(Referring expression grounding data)
-*-*-
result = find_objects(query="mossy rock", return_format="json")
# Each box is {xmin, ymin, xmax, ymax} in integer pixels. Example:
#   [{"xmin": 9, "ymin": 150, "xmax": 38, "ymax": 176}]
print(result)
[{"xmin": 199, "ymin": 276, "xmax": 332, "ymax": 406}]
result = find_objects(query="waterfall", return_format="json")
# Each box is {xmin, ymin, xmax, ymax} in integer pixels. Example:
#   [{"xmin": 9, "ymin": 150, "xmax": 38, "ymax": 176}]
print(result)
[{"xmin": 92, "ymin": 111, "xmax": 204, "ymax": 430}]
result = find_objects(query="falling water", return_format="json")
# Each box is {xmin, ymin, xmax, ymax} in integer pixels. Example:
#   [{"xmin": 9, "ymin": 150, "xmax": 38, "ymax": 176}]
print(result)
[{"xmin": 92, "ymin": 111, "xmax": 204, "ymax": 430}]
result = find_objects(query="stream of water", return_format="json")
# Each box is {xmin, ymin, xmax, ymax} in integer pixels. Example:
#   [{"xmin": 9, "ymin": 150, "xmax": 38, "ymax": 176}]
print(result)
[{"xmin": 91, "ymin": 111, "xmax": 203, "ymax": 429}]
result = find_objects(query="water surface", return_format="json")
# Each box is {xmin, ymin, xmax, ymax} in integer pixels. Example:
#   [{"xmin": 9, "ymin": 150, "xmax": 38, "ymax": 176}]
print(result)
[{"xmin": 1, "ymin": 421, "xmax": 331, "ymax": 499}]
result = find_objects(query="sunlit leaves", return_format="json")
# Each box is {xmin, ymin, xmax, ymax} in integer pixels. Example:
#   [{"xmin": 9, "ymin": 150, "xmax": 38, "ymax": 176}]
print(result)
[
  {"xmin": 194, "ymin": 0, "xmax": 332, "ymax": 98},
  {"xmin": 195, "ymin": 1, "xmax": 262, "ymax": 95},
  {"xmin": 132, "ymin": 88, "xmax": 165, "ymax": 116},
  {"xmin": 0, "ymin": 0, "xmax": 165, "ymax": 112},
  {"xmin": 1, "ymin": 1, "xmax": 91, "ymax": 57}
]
-*-*-
Prompt: Give a count of the lines above that include the word "query", and add nothing to it.

Response: 6